**OBJECTIF VISÉ:**
Recopiez sans aucune modification le passage du texte sur la réforme de la formation qui va de « La formation tout au long de la vie fait » à « peu près nuls. ».

Depuis des années les pouvoirs publics tentent avec force accords interprofessionnels et lois de réformer de la formation.

Suite à l'accord signé le 14 décembre 2013, on constate une fois de plus que les défauts qu'on prétendait combattre seront sans doute renforcés par la future règlementation.

Pourquoi une telle résistance au changement ?
La formation tout au long de la vie fait malheureusement partie d’un écosystème éducatif qui se porte très mal en France. Prétendre changer la formation sans prendre en compte nos rapports aux apprentissages est voué à l’échec car :

  • l’éducation nationale dérive depuis de nombreuses années, entraînant tout le pays dans la médiocrité et la « mal formation » ;
  • l’absence d’anticipation nous empêche de nous projeter dans l’avenir et de consentir à de réels efforts éducatifs durables (collectifs mais aussi individuels) ;
  • notre pays conserve sa vision élitiste du savoir et de la qualification ; il n’y a pas ou très peu d’argent pour former les moins qualifiés.
Comme nous ne parvenons rien à changer, nous ne cessons de règlementer et de légiférer pour des résultats à peu près nuls.

En 2001, c'était la VAE (toujours marginale dans un pays qui ne croit guère à la formation tout au long de la vie) ; en 2003, le DIF (empêché de se développer pour des raisons financières) ; en 2009 le SPO (service public de l’orientation), dispositif bâclé et déjà oublié ; en 2013, le cœur de la réforme est le CPF (compte personnel de formation). Un réceptacle d’heures, inventé en janvier 2013 lors de difficiles négociations sociales. Le CPF devant incarner une flexisécurité à la française.

Ce dernier accord, conclu le 14 décembre, ravira peut être certains spectateurs de la chose sociale (« un accord majeur » selon le président) mais  sur le terrain du travail, dans les entreprises, les salariés et les acteurs de la formation pourraient très vite déchanter quand il s’agira d’interpréter la complexe et peu intelligible partition composée dans la nuit du 13 au 14 décembre 2013.

Il est naïf de penser qu’un dispositif aussi improvisé et mal né que le CPF pourra changer quoi que ce soit à la formation en France et nous allons tenter d’expliquer pourquoi.

**DONNÉES EXTRAITES:**

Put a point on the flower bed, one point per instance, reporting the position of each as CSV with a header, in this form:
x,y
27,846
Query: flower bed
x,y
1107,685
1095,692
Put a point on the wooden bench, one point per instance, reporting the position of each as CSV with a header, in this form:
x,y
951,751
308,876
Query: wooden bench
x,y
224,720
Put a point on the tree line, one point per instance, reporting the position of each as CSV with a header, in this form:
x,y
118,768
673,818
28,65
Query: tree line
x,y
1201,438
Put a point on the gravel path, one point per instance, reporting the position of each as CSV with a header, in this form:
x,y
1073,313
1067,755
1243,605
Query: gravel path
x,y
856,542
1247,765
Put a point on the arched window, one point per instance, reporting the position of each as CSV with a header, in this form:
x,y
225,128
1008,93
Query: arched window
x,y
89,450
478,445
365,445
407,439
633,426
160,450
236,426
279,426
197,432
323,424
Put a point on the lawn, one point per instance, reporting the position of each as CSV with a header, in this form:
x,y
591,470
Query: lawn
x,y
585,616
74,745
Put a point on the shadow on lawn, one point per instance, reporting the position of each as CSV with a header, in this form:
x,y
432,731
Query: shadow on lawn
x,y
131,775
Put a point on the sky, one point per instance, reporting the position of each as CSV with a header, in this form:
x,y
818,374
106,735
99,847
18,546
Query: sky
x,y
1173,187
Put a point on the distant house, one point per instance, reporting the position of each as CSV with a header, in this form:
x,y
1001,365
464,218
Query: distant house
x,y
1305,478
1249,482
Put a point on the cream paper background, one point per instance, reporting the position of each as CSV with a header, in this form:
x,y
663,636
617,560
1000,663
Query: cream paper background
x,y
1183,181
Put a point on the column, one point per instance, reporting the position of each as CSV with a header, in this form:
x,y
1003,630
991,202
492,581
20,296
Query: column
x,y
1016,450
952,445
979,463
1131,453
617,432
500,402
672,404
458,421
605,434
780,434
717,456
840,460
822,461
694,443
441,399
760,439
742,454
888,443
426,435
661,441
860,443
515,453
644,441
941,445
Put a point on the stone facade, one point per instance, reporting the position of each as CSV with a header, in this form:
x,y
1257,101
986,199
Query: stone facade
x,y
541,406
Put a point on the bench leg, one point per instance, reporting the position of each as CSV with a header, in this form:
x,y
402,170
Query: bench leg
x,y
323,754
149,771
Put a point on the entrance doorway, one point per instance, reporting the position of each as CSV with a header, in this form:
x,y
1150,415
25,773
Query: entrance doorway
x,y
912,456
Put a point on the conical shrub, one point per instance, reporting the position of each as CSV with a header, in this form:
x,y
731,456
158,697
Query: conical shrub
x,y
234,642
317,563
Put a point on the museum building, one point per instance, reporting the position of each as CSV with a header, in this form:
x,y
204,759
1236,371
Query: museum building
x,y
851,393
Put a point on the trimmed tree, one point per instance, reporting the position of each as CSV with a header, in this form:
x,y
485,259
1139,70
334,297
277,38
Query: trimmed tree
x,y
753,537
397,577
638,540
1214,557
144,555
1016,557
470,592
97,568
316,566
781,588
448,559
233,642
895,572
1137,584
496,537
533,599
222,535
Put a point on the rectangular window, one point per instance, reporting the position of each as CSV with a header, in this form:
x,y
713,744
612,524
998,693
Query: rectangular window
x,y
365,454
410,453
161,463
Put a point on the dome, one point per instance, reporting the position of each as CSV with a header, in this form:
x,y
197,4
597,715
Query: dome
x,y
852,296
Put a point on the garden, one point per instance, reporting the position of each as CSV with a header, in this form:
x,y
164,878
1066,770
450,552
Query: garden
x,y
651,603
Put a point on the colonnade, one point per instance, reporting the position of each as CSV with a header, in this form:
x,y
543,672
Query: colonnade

**RÉPONSE ATTENDUE:**
La formation tout au long de la vie fait malheureusement partie d’un écosystème éducatif qui se porte très mal en France. Prétendre changer la formation sans prendre en compte nos rapports aux apprentissages est voué à l’échec car :

  • l’éducation nationale dérive depuis de nombreuses années, entraînant tout le pays dans la médiocrité et la « mal formation » ;
  • l’absence d’anticipation nous empêche de nous projeter dans l’avenir et de consentir à de réels efforts éducatifs durables (collectifs mais aussi individuels) ;
  • notre pays conserve sa vision élitiste du savoir et de la qualification ; il n’y a pas ou très peu d’argent pour former les moins qualifiés.
Comme nous ne parvenons rien à changer, nous ne cessons de règlementer et de légiférer pour des résultats à peu près nuls.